• WORK INSTRUCTION 1:
Summarize the fruit fly article in two sentences.
• WORK INSTRUCTION 2:
According to the fruit fly article, what percentage of known genes connected to mental illnesses in humans are also present in fruit flies?
• WORK INSTRUCTION 3:
Continue the fruit fly article from its last sentence.

• TEXT PROVIDED:
Fruit flies help improve treatment of mental illnesses
One of the projects currently taking place in the labs in Aalborg may in the future become an important stepping stone for optimized treatment of people with mental illnesses. Torsten Nygård Kristensen explains:
- “We have recently initiated a project in which we are going to use fruit flies as a model for human mental illnesses. Humans and fruit flies are actually very much alike genetically – 75% of all known genes that have been identified as connected to mental illnesses in humans are present in fruit flies as well. This means that we can work with those genes in the flies – either duplicate the genes or knock them out so they don’t function – and see how this affects the flies’ behavior. This enables us to study whether having a specific type of gene makes our flies react in a certain way to a specific type of medicine” Torsten Nygård Kristensen says. Through these experiments, the researchers get results that may aid the development of personalized medicine for mental illnesses including schizophrenia and ADHD.
“We hope that the identification of the genes that cause positive – or negative – reactions from specific medicines will be useful for the future development of targeted medicine. Since it can be used as a pointer towards how human patients will react to these medicines, it may serve to improve their treatment – and their lives – markedly” he adds.

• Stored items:

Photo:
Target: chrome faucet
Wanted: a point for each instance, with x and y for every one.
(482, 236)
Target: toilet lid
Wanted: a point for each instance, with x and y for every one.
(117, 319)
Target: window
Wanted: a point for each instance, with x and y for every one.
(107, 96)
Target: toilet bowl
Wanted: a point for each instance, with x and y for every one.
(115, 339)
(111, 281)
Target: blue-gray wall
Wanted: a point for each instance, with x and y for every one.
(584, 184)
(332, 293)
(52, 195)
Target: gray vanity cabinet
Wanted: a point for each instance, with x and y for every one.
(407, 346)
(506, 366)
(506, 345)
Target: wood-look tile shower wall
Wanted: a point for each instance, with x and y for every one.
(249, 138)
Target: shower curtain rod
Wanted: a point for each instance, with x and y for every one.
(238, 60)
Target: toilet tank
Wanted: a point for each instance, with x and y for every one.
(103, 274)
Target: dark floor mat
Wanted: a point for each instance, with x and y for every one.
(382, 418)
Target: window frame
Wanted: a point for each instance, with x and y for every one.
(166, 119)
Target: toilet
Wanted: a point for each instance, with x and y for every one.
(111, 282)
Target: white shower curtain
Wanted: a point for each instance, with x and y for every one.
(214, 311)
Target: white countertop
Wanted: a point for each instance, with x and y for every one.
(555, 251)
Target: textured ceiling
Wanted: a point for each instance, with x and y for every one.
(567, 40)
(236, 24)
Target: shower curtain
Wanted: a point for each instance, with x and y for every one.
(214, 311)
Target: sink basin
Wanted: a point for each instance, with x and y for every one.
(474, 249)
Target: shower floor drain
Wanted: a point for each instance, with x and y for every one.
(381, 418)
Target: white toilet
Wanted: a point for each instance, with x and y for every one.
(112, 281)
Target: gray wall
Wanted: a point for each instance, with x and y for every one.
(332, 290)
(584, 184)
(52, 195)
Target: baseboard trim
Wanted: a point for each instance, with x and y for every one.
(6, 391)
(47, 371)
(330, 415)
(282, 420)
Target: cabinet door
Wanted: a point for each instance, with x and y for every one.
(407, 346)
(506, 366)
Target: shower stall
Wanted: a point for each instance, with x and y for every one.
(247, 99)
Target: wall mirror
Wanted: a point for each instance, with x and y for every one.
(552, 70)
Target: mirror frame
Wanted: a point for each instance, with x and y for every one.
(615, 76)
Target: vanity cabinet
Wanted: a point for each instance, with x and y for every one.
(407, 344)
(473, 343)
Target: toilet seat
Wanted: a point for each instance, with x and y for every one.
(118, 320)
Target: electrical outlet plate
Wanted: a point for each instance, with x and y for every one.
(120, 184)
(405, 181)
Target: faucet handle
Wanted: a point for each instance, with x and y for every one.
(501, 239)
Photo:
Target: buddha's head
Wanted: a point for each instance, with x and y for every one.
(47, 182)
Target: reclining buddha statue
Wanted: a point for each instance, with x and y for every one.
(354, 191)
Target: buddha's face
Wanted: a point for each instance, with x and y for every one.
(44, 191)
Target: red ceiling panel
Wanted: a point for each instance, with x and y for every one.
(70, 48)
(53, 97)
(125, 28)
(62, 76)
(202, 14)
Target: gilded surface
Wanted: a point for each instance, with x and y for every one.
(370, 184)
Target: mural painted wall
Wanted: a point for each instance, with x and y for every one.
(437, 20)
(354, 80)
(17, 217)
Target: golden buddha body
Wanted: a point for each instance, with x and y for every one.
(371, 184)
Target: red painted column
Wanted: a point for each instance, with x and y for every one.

• TASK ANSWER 1:
Researchers in Aalborg have started a project that uses fruit flies as a model for human mental illnesses, because 75% of the known genes linked to mental illnesses in humans are also present in the flies. By duplicating or knocking out these genes and observing how the flies react to specific medicines, they hope to aid the development of personalized, targeted treatment for illnesses such as schizophrenia and ADHD.

• TASK ANSWER 2:
75%.

• TASK ANSWER 3:
Mapping dissemination of diseases through houseflies
Another major project that the researchers at Aalborg University are currently working on is applying knowledge on stress biology – including how organisms react to being subjected to a variety of bacteria – on identifying the role of houseflies in the dissemination of Campylobacter bacteria in chicken farms.
- “If we consider a bacteria such as Campylobacter, which is fairly infamous from being found in chicken meat, it has turned out that the housefly plays a major role in the dissemination of this bacteria from A to B – for instance into chicken farms. We have been out in the field to gather flies at different locations in Denmark, and have subsequently looked at questions like, how does the fly move from A to B, and are there patterns to how they travel? In essence, we have looked at the genealogical tree of the flies to determine which farms or areas they stem from” Simon Bahrndorff explains and adds:
- “Recently, we have also started looking at the microbiome of the flies to map exactly what kinds of bacteria are present in them. We use this to study how the microbiome affects the flies’ ability to carry – and spread – bacteria. In this work, we are performing bacterial transfers among flies by extracting the colon of one group of flies, dissolve them in a suspension of sugar and feed it to another group of flies. If it turns out that we can make a healthy fly sick or vice versa, we will have a model system that will let us test a wide variety of things concerning the dissemination and potential control of these bacteria. We will also be able to identify the microbiomes of flies that are not affected by the bacteria – and even those that, when transferred, enable a sick fly to fight the bacteria and get better.”